## Task statement:
Starting with the first line, output the data exactly through to the end.

## Data to use:
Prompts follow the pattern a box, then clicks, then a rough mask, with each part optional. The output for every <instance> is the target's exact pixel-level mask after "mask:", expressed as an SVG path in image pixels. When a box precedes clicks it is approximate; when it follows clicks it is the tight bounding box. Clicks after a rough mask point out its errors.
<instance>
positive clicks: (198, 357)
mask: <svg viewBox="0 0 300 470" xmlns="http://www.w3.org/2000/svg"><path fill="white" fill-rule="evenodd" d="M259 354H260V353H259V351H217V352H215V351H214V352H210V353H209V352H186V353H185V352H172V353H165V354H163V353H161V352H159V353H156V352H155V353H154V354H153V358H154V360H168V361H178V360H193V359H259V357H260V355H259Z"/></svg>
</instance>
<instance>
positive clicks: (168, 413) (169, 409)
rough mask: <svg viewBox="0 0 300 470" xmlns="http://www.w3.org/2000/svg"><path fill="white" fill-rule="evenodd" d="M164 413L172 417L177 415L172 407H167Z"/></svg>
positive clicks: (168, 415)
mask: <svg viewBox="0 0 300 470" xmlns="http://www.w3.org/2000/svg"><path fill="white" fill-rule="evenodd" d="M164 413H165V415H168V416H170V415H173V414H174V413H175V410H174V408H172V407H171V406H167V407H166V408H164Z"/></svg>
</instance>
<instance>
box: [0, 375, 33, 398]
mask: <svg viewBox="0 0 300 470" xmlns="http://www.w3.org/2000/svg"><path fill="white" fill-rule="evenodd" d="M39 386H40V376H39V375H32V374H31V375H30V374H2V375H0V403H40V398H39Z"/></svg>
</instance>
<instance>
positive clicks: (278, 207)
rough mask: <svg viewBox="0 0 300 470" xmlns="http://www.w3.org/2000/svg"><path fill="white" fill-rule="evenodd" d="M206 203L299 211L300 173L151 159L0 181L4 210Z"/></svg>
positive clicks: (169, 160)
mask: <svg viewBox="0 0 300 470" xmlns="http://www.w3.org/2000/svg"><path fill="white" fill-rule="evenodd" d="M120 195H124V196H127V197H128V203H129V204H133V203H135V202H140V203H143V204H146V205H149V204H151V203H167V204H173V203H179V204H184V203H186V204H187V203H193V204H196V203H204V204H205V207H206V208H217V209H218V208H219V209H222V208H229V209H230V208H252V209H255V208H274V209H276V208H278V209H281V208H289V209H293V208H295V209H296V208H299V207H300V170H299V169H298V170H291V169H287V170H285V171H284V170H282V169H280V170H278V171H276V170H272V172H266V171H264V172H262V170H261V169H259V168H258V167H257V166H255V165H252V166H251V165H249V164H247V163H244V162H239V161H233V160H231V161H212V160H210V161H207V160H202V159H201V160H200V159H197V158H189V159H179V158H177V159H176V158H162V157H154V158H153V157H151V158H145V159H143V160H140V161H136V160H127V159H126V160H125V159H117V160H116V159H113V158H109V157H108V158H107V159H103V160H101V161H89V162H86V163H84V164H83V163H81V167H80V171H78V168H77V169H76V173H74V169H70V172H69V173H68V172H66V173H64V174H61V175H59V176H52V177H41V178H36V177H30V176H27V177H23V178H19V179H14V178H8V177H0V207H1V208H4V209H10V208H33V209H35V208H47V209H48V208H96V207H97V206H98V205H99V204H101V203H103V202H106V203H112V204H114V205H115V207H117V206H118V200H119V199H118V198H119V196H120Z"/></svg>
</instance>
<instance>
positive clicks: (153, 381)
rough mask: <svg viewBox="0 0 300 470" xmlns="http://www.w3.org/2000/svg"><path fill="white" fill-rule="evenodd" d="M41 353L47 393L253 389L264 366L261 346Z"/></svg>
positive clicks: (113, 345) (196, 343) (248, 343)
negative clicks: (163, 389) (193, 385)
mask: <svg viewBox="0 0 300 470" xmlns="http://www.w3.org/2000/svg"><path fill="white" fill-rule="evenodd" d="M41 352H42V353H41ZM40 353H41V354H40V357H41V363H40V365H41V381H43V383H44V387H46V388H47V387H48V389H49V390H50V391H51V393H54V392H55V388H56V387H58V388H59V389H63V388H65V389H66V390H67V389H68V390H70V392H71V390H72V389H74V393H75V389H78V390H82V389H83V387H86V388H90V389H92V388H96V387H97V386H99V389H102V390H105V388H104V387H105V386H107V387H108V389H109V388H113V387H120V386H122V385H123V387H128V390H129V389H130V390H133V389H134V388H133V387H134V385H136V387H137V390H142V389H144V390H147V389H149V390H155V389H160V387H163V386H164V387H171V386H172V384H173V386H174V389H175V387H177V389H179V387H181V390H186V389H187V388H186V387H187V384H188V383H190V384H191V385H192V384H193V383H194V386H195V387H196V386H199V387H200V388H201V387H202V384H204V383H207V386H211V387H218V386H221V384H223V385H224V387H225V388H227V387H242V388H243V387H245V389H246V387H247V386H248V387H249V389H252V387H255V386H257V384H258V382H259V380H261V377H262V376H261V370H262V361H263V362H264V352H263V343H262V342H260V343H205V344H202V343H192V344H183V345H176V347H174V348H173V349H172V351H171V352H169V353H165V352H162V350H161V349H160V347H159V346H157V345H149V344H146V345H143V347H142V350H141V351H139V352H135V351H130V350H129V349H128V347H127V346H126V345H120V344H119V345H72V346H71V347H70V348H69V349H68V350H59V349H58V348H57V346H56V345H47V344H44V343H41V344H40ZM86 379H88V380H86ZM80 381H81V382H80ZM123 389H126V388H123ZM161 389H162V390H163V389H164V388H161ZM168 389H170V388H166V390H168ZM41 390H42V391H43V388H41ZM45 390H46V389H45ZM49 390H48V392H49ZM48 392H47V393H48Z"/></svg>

## Written response:
Prompts follow the pattern a box, then clicks, then a rough mask, with each part optional. The output for every <instance> is the target's exact pixel-level mask after "mask:", expressed as an SVG path in image pixels. When a box precedes clicks it is approximate; when it follows clicks it is the tight bounding box. Clicks after a rough mask point out its errors.
<instance>
positive clicks: (198, 357)
mask: <svg viewBox="0 0 300 470" xmlns="http://www.w3.org/2000/svg"><path fill="white" fill-rule="evenodd" d="M259 354H260V353H259V351H217V352H215V351H214V352H210V353H209V352H186V353H185V352H172V353H165V354H163V353H161V352H159V353H156V352H155V353H154V354H153V358H154V360H168V361H178V360H193V359H259V357H260V355H259Z"/></svg>
</instance>
<instance>
positive clicks: (168, 413) (169, 409)
rough mask: <svg viewBox="0 0 300 470" xmlns="http://www.w3.org/2000/svg"><path fill="white" fill-rule="evenodd" d="M164 413L172 417L177 415L172 407H167Z"/></svg>
positive clicks: (168, 415)
mask: <svg viewBox="0 0 300 470" xmlns="http://www.w3.org/2000/svg"><path fill="white" fill-rule="evenodd" d="M164 413H165V415H168V416H170V415H173V414H174V413H175V410H174V408H172V407H171V406H167V407H166V408H164Z"/></svg>
</instance>
<instance>
box: [0, 375, 33, 398]
mask: <svg viewBox="0 0 300 470" xmlns="http://www.w3.org/2000/svg"><path fill="white" fill-rule="evenodd" d="M39 386H40V376H39V375H32V374H31V375H30V374H2V375H0V403H40V398H39Z"/></svg>
</instance>
<instance>
positive clicks: (278, 207)
rough mask: <svg viewBox="0 0 300 470" xmlns="http://www.w3.org/2000/svg"><path fill="white" fill-rule="evenodd" d="M206 203L299 211L300 173L151 159L0 181L4 210Z"/></svg>
positive clicks: (169, 160)
mask: <svg viewBox="0 0 300 470" xmlns="http://www.w3.org/2000/svg"><path fill="white" fill-rule="evenodd" d="M120 195H124V196H127V197H128V203H129V204H133V203H135V202H140V203H143V204H146V205H149V204H151V203H167V204H173V203H179V204H184V203H186V204H187V203H193V204H196V203H204V204H205V207H206V208H217V209H218V208H219V209H222V208H229V209H230V208H252V209H255V208H274V209H276V208H278V209H281V208H289V209H293V208H295V209H296V208H299V207H300V170H299V169H298V170H291V169H287V170H285V171H284V170H282V169H280V170H278V171H276V170H272V172H266V171H264V172H262V170H261V169H259V168H258V167H257V166H255V165H252V166H251V165H249V164H247V163H244V162H239V161H233V160H231V161H212V160H210V161H207V160H202V159H201V160H200V159H197V158H189V159H179V158H177V159H176V158H162V157H154V158H153V157H151V158H145V159H143V160H140V161H136V160H127V159H126V160H125V159H117V160H116V159H113V158H109V157H108V158H107V159H103V160H101V161H89V162H86V163H84V164H83V163H81V167H80V171H78V168H77V169H76V173H74V169H70V172H69V173H68V172H66V173H64V174H61V175H59V176H52V177H41V178H36V177H30V176H27V177H23V178H19V179H14V178H8V177H0V207H1V208H4V209H10V208H33V209H35V208H47V209H48V208H96V207H97V206H98V205H99V204H101V203H103V202H106V203H112V204H114V205H115V207H117V206H118V200H119V199H118V198H119V196H120Z"/></svg>
</instance>
<instance>
positive clicks: (153, 381)
rough mask: <svg viewBox="0 0 300 470" xmlns="http://www.w3.org/2000/svg"><path fill="white" fill-rule="evenodd" d="M41 353L47 393L253 389L264 366L261 346Z"/></svg>
positive clicks: (113, 345) (196, 343) (248, 343)
negative clicks: (163, 389) (193, 385)
mask: <svg viewBox="0 0 300 470" xmlns="http://www.w3.org/2000/svg"><path fill="white" fill-rule="evenodd" d="M41 352H42V353H41ZM40 353H41V354H40V357H41V363H40V365H41V381H43V383H44V387H46V388H47V387H48V389H49V390H50V391H51V393H54V392H55V388H56V387H58V388H59V389H63V388H65V389H66V390H67V389H68V390H70V392H71V390H72V389H74V393H75V389H78V390H82V389H83V387H86V388H90V389H92V388H96V387H97V386H99V389H102V390H105V388H104V387H105V386H107V387H108V389H109V388H113V387H120V386H122V385H123V387H128V390H129V389H130V390H133V389H134V388H133V387H134V385H136V387H137V390H142V389H144V390H147V389H149V390H155V389H160V387H163V386H164V387H171V386H172V384H173V386H174V389H175V387H177V389H179V387H181V390H186V389H187V388H186V387H187V384H188V383H190V384H191V385H192V384H193V383H194V386H195V387H196V386H199V387H200V388H201V387H202V384H204V383H207V386H211V387H218V386H221V384H223V385H224V387H225V388H227V387H242V388H243V387H245V389H246V387H247V386H248V387H249V389H252V387H255V386H257V384H258V382H259V380H261V377H262V376H261V370H262V361H263V362H264V352H263V343H262V342H260V343H205V344H202V343H192V344H183V345H176V347H174V348H173V349H172V351H171V352H169V353H165V352H162V350H161V349H160V347H159V346H157V345H149V344H146V345H143V347H142V350H141V351H139V352H135V351H130V350H129V349H128V347H127V346H126V345H120V344H119V345H72V346H71V347H70V348H69V349H68V350H59V349H58V348H57V346H56V345H47V344H44V343H41V344H40ZM86 379H88V380H86ZM80 381H81V382H80ZM123 389H126V388H123ZM161 389H162V390H163V389H164V388H161ZM168 389H170V388H166V390H168ZM41 390H42V391H43V388H41ZM45 390H46V389H45ZM49 390H48V392H49ZM48 392H47V393H48Z"/></svg>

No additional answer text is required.